• 作業指示
**1)** 本文抜粋にある「中には腕時計やカメラ、計算機やラジオなどが入っていた。」という一文を英語に訳してください。
**2)** 本文抜粋の内容に基づき、次の問いに答えてください。
(a) 坂本が宮崎の海岸に行ったとき、何を持っていましたか。
(b) 坂本が深夜にラジオで聞いていた暗号放送は、何と呼ばれていますか。
(c) 朴春仙は辛光洙に対して何と答えましたか。

• 本文抜粋
坂本は2階の部屋で深夜、よく机に向かってレシーバーでラジオを聞いていた。一度聞かせてくれたことがあったが、女性の声で朝鮮語の数字だけが読み上げられていく。坂本はそれを紙に書き取っていた。北朝鮮からラジオ電波を使って各地に潜伏している工作員に送ってくる暗号放送「A-3」放送である。
坂本はときどき朴さんを誘って富山県などの海岸に出かけることがあった。宮崎の海岸に行ったときは、大きなボストンバック二つを持っていた。中には腕時計やカメラ、計算機やラジオなどが入っていた。夕暮、青島海岸に行き、公園で朴さんを待たせて坂本は海辺の松林に入っていった。朴さんがのぞくと、坂本がしゃがんでレシーバーを耳に当てていた。林から出てくると坂本は朴さんに2時間後に出る列車の切符を渡し、先に帰らせた。上陸してくる工作員(戦闘員)との「接線」(コンタクト)だったと推測される。80年に原敕晁さんを拉致したのはこの海岸である。辛がよく使う接線ポイントだったのだろう。
辛光洙は、かつて辛が日本で協力者にした人々は今も黙ってくれているのに、なぜ朴さんは工作員としての行動を暴露したのかと非難する。
辛光洙:組織的に私の秘密を知っている人は一人も訪ねてこなかった。私が何をしたか、なぜ(お前は)全部しゃべるんだ。「汽車に乗ってどこまで一緒に案内してあげた」、そんなことが全部載っていた。『朝鮮日報』に全部出ていた。それは誰の口から出たんだ。誰も知らないのに。知っているのは当事者しか知らないのに。それは誰がしゃべったんだ。自分がそんなことをしたら、いくら厚かましくても訪ねてこられないはずだよ。人を売り渡して・・・。
朴春仙:訴えたりしてません。

[保存データ]
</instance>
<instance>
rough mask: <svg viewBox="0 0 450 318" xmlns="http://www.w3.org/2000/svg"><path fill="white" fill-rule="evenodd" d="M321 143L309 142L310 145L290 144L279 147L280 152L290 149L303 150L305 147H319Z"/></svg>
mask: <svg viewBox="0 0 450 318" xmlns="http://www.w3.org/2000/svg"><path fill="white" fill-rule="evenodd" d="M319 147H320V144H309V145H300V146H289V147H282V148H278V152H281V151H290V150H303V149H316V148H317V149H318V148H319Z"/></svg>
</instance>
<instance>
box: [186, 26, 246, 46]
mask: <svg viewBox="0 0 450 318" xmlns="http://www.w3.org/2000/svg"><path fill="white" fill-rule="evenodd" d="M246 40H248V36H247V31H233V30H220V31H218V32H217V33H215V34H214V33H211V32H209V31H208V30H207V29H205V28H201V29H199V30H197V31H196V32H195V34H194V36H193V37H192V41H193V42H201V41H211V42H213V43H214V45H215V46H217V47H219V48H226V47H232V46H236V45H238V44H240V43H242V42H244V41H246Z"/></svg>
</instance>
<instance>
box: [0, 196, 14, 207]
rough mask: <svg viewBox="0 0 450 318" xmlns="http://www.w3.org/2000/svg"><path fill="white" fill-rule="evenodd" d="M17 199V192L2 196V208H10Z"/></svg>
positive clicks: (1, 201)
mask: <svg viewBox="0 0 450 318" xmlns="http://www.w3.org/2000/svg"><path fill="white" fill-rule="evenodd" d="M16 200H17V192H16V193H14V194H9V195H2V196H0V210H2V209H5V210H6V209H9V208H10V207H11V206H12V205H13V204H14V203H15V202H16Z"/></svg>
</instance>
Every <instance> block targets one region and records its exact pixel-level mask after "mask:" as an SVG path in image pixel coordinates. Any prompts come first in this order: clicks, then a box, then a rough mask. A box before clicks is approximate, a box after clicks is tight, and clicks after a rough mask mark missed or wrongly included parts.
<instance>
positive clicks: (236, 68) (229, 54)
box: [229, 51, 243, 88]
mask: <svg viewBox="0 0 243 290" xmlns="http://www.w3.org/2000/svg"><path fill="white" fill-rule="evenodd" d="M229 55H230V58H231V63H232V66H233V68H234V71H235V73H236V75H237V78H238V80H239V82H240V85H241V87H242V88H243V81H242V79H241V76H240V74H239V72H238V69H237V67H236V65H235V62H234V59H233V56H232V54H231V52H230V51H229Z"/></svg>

• 演習の解答
**1)** Inside were wristwatches, cameras, calculators, radios, and other items.

**2)**
(a) 大きなボストンバッグ二つ
(b) 「A-3」放送
(c) 「訴えたりしてません。」